As previously disclosed in the Information Statement, the Company’s Board of Directors has not yet made any determination as to whether it wishes to proceed with a reverse stock split. This determination, as well as any determination with respect to a proposed split ration will only be made by the Board after further discussions between members of the Company’s management and representatives of NYSE:MKT have taken place.
We believe that the facts in this case are distinguishable from the example cited in Note A to Schedule 14A. Unlike a situation where stockholders are being asked to increase an issuer’s authorized capital and the issuer plans to use such additional capital to make an acquisition, there is no relationship between the approval of a potential reverse stock split that have or may not ever happen and the Company’s issuance of or ability to issue the debentures. We believe, therefore, that the reverse stock split does not “involve” the SPA.

● **PROBLEMS TO SOLVE**:
1 - List every document the reverse stock split passage refers to by name.
2 - From the reverse stock split passage, return the text between "As previously disclosed" and "have taken place.", inclusive.

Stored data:
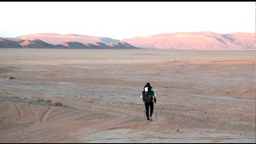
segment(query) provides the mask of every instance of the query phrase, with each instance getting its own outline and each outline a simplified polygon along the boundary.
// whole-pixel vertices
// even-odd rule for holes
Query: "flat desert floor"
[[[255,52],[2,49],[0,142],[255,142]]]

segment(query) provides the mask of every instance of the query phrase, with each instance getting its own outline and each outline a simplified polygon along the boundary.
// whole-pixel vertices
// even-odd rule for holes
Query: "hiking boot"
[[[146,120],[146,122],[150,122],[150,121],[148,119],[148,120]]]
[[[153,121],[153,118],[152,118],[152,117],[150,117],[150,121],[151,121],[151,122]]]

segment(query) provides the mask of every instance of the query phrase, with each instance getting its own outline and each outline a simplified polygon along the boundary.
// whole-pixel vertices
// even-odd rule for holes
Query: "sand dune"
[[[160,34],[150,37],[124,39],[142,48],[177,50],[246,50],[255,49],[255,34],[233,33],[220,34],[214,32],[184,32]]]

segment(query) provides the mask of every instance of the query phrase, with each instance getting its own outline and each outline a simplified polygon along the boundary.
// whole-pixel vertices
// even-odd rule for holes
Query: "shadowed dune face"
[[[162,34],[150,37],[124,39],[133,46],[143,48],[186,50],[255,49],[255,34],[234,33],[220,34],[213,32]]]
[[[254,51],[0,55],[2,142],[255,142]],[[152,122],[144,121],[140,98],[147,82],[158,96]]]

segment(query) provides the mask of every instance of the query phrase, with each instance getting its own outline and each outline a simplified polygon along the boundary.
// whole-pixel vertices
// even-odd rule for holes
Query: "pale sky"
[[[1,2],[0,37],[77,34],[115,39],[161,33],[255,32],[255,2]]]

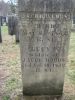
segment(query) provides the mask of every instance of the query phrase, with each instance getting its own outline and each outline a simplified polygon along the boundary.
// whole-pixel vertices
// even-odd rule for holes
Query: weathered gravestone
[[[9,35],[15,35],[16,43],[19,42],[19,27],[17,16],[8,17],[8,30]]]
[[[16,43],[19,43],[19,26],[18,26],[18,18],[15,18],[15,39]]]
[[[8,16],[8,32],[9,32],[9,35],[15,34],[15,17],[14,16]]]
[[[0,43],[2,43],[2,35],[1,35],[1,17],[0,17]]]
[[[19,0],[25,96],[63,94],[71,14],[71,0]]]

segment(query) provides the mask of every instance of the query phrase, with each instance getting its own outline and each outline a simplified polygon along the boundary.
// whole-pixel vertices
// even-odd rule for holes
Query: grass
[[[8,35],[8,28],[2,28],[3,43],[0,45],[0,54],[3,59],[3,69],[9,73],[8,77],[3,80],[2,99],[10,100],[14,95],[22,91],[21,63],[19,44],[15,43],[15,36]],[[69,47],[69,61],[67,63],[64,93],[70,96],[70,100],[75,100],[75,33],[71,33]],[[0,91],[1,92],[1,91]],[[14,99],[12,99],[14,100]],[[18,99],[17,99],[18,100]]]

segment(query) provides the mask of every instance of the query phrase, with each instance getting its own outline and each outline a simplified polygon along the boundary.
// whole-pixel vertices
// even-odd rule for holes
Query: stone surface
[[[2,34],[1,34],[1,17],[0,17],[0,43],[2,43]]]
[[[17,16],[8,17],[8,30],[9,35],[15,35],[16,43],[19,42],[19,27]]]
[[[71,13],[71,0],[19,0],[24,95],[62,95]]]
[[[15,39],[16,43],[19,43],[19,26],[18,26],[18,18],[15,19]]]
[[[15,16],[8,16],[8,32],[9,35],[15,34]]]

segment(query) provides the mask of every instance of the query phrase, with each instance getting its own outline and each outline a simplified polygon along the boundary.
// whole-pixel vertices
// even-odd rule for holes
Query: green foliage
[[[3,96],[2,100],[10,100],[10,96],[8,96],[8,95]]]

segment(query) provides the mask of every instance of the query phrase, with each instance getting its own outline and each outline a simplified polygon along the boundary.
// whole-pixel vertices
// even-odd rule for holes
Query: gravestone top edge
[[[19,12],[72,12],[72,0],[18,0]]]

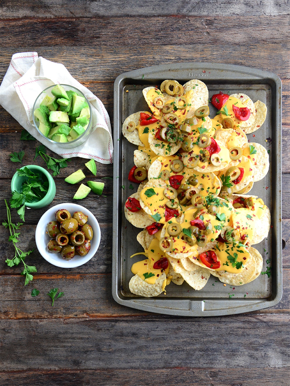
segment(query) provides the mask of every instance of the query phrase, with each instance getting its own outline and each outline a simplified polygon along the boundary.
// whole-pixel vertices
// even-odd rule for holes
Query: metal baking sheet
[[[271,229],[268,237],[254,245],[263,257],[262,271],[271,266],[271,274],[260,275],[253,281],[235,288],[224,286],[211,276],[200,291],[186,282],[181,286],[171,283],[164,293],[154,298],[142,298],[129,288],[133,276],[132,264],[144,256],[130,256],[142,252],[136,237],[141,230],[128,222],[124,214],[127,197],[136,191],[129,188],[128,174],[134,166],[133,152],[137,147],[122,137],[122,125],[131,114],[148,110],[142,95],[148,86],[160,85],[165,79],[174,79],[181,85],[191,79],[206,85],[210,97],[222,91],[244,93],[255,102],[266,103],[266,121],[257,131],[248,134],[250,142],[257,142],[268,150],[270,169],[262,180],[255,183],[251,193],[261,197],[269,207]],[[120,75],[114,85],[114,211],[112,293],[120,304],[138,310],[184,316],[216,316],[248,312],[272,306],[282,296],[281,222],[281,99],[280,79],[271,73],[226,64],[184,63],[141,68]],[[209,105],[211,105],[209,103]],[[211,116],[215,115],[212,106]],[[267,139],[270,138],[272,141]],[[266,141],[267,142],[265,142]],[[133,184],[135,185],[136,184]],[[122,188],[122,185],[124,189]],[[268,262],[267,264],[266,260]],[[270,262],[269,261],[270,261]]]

● **RESPONSES IN ORDER**:
1 -
Information Statement
Schedule 14A
SPA

2 -
As previously disclosed in the Information Statement, the Company’s Board of Directors has not yet made any determination as to whether it wishes to proceed with a reverse stock split. This determination, as well as any determination with respect to a proposed split ration will only be made by the Board after further discussions between members of the Company’s management and representatives of NYSE:MKT have taken place.